--- WHAT IS REQUIRED ---
Which lines in the records below contain the word "every"? Copy out each of those lines and leave the rest out.

Segmentation labeling entries:
• • • •

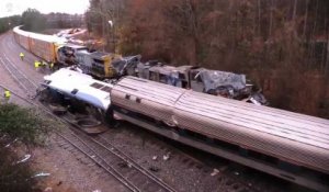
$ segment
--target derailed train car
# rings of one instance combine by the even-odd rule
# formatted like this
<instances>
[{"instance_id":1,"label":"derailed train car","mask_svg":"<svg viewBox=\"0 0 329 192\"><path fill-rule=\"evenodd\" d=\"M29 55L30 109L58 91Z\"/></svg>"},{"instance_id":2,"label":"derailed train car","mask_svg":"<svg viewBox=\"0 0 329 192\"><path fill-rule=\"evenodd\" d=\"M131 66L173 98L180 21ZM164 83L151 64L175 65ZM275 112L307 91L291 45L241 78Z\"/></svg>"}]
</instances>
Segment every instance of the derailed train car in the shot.
<instances>
[{"instance_id":1,"label":"derailed train car","mask_svg":"<svg viewBox=\"0 0 329 192\"><path fill-rule=\"evenodd\" d=\"M66 77L66 81L72 78ZM329 190L328 120L136 77L121 79L110 95L105 114L291 182Z\"/></svg>"},{"instance_id":2,"label":"derailed train car","mask_svg":"<svg viewBox=\"0 0 329 192\"><path fill-rule=\"evenodd\" d=\"M21 46L48 63L57 61L57 48L66 43L65 38L25 32L20 26L13 29L13 34Z\"/></svg>"}]
</instances>

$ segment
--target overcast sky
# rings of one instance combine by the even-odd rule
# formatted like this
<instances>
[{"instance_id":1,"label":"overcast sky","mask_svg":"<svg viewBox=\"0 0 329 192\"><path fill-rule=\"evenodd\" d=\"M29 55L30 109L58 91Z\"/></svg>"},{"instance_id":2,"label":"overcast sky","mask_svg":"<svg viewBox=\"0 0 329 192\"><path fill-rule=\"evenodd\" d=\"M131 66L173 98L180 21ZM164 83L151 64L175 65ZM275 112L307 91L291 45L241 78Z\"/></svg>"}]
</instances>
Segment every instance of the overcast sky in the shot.
<instances>
[{"instance_id":1,"label":"overcast sky","mask_svg":"<svg viewBox=\"0 0 329 192\"><path fill-rule=\"evenodd\" d=\"M83 13L89 7L89 0L0 0L0 18L22 14L27 8L34 8L42 13L65 12Z\"/></svg>"}]
</instances>

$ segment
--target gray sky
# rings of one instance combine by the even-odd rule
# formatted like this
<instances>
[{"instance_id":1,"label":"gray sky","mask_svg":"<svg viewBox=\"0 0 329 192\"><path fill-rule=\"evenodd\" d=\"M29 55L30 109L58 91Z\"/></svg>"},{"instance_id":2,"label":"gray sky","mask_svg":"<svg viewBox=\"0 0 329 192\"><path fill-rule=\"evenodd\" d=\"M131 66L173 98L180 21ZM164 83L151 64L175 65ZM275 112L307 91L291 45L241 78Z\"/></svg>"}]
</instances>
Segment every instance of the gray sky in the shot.
<instances>
[{"instance_id":1,"label":"gray sky","mask_svg":"<svg viewBox=\"0 0 329 192\"><path fill-rule=\"evenodd\" d=\"M42 13L65 12L83 13L89 7L89 0L0 0L0 18L22 14L27 8L34 8Z\"/></svg>"}]
</instances>

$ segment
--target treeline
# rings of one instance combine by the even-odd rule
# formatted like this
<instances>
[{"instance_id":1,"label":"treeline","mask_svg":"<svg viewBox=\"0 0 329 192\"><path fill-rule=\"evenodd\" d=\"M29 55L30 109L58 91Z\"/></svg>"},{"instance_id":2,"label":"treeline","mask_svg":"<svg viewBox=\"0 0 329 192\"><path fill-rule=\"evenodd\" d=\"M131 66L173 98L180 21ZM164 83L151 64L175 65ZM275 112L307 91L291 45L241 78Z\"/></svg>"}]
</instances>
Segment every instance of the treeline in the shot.
<instances>
[{"instance_id":1,"label":"treeline","mask_svg":"<svg viewBox=\"0 0 329 192\"><path fill-rule=\"evenodd\" d=\"M21 24L21 15L0 18L0 33L4 33L13 26Z\"/></svg>"},{"instance_id":2,"label":"treeline","mask_svg":"<svg viewBox=\"0 0 329 192\"><path fill-rule=\"evenodd\" d=\"M328 0L90 2L88 29L111 50L243 72L273 106L329 118Z\"/></svg>"}]
</instances>

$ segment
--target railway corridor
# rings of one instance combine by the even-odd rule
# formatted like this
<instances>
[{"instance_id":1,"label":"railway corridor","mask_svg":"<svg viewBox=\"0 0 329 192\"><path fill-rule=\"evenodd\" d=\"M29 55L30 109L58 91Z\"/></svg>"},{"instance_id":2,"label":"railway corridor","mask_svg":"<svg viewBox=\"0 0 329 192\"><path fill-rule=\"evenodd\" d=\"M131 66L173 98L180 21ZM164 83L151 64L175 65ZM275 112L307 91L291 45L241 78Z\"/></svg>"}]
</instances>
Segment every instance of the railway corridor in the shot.
<instances>
[{"instance_id":1,"label":"railway corridor","mask_svg":"<svg viewBox=\"0 0 329 192\"><path fill-rule=\"evenodd\" d=\"M33 89L45 75L34 69L33 63L37 58L20 47L11 32L0 36L0 50L1 84L21 95L33 94ZM19 57L21 52L25 54L23 61ZM16 74L9 70L15 70ZM175 147L175 143L162 142L163 138L139 128L123 123L120 128L109 129L103 136L140 166L168 181L177 191L292 190L285 181L245 167L240 168L227 160L191 148L186 149L184 146ZM197 157L201 160L195 160L194 156L204 157ZM86 160L84 155L73 146L54 135L49 137L45 149L34 150L33 162L36 162L36 169L52 173L52 177L46 178L45 183L53 187L55 191L129 191L113 177L100 170L97 165ZM298 187L292 188L293 191L296 190L295 188L298 190Z\"/></svg>"}]
</instances>

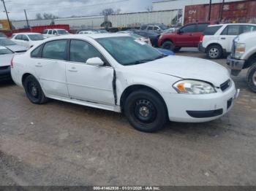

• • • •

--- WORKED ANSWER ---
Segment every instance of the derailed train car in the shot.
Segment every instance of the overcast sky in the shot.
Segment every instance of the gray sky in the shot.
Segment every instance of the treeline in the shot.
Segment every instance of the railway corridor in the shot.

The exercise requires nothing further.